(Stored entries)
= Beginning of Section =

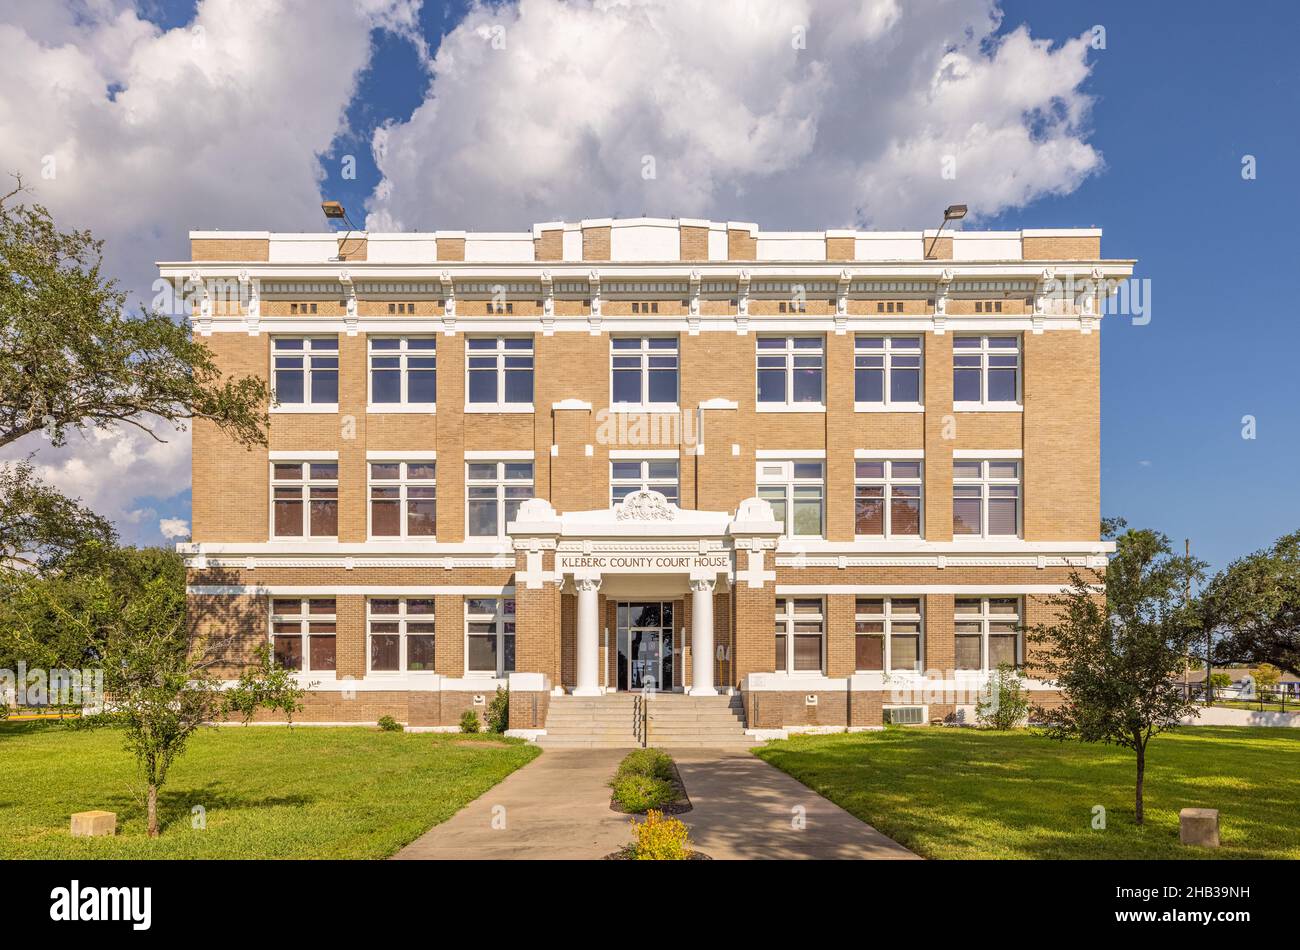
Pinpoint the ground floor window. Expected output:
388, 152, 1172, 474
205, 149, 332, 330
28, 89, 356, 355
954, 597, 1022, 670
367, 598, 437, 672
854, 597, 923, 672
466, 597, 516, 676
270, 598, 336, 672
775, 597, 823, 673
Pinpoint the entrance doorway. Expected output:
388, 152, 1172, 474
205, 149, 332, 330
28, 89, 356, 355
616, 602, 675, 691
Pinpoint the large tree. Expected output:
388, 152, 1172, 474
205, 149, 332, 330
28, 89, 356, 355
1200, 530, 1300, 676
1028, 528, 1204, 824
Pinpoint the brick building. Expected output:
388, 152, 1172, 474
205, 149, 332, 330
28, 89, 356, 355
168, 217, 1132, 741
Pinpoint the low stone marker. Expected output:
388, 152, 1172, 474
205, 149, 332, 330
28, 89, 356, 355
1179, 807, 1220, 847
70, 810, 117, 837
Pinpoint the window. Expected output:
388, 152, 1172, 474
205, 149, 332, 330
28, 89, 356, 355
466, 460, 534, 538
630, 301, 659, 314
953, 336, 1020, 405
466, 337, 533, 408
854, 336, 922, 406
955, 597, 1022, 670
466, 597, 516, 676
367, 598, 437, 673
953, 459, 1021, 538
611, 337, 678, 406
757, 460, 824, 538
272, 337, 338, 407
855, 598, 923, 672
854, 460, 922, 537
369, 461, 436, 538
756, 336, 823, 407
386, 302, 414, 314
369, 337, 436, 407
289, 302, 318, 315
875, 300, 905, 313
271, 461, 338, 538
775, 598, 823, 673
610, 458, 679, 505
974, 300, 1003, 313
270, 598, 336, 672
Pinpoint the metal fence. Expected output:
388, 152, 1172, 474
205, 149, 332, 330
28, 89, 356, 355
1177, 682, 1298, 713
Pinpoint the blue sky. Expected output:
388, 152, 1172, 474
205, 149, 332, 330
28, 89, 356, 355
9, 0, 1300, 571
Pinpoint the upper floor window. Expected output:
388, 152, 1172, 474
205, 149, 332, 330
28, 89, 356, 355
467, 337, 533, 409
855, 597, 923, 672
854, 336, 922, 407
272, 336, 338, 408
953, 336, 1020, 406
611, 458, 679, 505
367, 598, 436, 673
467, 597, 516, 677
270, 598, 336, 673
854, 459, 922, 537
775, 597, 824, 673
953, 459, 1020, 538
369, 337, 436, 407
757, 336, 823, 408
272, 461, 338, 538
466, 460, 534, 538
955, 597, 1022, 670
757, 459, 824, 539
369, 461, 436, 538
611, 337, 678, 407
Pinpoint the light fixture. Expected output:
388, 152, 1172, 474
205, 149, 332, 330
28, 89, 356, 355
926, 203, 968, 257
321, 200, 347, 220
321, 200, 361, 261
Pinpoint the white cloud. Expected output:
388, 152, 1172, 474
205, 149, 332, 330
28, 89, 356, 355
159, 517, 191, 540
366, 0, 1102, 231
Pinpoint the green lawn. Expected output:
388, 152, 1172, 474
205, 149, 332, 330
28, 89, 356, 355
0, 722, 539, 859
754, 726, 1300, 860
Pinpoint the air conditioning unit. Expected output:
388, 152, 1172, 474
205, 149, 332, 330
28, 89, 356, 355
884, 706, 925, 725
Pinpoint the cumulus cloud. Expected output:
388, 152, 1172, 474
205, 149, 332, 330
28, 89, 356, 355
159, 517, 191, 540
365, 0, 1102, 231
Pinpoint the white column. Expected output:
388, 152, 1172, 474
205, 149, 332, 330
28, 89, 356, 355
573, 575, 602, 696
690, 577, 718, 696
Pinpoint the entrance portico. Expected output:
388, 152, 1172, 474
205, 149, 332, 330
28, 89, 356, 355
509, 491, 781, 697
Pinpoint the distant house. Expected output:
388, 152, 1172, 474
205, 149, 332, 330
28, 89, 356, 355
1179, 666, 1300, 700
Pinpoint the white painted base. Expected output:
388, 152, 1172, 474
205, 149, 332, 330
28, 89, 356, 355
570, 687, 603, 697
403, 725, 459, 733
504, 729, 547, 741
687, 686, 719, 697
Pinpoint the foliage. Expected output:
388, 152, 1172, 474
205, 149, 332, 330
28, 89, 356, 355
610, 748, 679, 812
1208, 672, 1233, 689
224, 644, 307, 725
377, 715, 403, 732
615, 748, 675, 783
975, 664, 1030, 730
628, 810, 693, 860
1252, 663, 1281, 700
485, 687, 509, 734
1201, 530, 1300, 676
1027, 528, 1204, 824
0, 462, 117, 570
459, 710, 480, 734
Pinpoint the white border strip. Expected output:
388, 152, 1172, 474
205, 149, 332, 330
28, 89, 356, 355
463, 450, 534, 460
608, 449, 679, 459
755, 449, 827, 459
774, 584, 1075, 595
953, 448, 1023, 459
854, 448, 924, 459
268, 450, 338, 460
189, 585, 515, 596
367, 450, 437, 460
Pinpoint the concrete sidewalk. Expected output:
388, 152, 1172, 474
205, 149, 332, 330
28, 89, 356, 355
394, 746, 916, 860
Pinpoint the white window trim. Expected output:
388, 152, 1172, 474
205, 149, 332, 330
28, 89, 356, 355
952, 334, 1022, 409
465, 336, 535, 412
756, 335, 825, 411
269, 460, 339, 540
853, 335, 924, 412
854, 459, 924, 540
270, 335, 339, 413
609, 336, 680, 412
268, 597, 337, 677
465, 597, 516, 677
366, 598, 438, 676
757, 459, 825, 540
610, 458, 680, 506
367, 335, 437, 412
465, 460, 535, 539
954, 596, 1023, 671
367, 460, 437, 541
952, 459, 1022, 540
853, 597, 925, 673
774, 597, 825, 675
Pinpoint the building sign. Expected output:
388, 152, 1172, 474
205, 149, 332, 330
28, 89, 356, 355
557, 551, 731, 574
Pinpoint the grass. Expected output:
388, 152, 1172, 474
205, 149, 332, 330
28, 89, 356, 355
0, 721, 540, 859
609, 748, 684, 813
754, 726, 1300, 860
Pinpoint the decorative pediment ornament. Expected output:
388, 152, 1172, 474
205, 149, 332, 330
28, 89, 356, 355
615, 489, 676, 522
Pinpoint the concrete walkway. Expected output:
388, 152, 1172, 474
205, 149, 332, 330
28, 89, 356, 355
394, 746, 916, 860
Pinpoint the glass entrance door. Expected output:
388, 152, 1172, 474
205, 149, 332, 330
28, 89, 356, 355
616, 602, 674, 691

= End of Section =
= Beginning of Section =

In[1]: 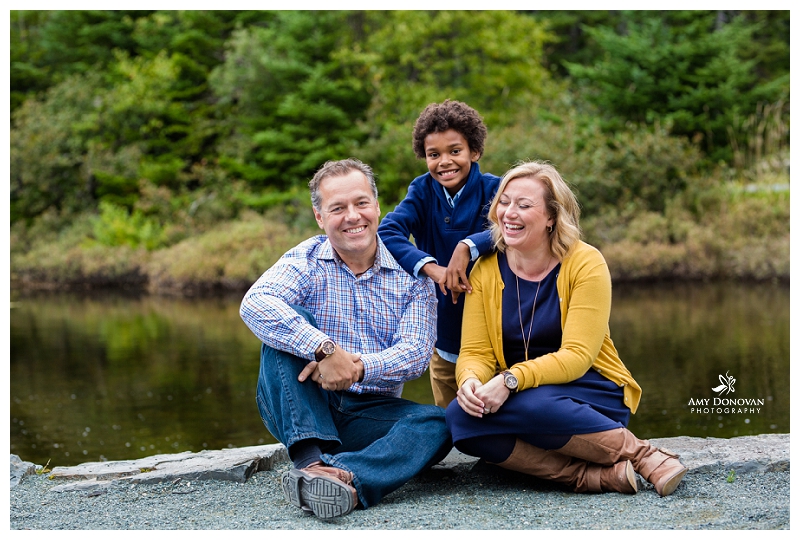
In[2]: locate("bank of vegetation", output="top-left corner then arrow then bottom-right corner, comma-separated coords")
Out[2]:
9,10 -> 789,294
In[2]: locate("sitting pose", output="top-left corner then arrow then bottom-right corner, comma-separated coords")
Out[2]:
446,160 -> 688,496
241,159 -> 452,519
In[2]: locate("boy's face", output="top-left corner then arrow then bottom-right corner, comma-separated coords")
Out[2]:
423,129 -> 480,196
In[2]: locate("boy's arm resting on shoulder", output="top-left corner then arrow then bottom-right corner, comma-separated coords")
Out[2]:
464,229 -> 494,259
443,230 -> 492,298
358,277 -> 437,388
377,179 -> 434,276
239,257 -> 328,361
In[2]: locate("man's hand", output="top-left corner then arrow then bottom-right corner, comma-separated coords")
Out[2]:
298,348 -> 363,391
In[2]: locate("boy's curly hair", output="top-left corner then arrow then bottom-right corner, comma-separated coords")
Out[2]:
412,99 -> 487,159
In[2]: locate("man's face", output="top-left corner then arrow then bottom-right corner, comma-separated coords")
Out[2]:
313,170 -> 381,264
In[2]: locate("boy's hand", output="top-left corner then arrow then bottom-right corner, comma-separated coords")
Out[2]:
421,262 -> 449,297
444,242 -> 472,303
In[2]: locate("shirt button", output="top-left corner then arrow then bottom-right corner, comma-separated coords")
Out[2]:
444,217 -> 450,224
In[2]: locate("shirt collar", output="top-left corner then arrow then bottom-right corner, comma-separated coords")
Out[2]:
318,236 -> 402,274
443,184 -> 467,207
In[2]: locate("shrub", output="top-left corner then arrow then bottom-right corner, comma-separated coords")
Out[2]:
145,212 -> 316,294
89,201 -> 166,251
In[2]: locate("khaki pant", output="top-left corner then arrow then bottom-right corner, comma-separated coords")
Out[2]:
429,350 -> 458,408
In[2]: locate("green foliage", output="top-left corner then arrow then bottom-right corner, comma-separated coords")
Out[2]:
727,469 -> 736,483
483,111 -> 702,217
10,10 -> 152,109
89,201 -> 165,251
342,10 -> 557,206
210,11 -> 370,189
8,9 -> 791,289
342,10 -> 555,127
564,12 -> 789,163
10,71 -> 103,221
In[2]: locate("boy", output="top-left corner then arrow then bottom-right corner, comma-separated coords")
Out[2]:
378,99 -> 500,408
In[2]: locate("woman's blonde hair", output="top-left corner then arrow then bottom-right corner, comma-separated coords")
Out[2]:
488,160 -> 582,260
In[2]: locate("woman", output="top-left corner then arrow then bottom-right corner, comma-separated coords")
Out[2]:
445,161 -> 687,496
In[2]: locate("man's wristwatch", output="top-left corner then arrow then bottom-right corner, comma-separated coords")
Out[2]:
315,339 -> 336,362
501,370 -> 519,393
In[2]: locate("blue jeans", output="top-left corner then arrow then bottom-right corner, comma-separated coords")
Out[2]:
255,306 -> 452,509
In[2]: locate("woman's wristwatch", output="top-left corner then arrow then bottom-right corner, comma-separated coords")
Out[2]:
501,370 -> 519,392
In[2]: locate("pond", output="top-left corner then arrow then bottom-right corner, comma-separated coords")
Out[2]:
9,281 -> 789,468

= End of Section =
= Beginning of Section =

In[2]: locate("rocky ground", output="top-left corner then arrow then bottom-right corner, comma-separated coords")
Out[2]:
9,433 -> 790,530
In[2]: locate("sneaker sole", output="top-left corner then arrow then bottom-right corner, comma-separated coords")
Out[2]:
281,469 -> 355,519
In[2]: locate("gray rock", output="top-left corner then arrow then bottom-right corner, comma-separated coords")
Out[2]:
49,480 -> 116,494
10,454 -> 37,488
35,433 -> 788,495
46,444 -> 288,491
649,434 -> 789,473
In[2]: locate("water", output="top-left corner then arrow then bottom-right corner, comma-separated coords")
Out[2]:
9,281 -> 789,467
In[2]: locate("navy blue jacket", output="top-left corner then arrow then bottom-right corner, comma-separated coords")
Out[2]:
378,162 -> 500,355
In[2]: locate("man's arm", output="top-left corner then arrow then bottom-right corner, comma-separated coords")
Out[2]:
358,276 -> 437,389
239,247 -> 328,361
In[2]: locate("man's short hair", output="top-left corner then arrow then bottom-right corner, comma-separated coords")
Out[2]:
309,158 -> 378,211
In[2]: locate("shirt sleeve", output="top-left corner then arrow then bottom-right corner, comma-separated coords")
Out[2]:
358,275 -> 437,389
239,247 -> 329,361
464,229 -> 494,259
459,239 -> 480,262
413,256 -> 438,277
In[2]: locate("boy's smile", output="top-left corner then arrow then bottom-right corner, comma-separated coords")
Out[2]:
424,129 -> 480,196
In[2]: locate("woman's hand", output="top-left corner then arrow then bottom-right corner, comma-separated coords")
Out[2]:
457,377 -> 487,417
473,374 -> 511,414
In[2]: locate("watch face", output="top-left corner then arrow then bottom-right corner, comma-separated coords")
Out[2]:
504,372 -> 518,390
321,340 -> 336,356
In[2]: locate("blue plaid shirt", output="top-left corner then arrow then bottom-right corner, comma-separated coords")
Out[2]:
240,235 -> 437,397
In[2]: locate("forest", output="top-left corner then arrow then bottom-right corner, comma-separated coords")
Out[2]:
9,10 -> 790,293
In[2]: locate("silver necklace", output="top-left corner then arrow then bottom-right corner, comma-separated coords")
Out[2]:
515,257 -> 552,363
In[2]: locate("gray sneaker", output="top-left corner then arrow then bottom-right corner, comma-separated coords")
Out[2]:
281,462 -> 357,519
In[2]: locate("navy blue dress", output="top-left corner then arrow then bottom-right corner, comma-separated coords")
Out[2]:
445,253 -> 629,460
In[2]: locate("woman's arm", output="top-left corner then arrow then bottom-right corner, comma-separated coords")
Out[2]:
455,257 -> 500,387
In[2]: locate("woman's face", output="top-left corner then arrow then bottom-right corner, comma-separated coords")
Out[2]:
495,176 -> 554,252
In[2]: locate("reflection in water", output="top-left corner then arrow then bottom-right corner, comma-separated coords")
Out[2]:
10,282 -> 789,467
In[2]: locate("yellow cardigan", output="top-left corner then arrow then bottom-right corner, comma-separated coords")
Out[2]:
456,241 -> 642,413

= End of Section =

INSTRUCTIONS FOR THE TASK
All lines in the data that contain the word "floor" should be copied.

RESULT FOR THIS TASK
Pinpoint the ground floor window. Expected output:
Pinpoint the upper floor window. Expected output:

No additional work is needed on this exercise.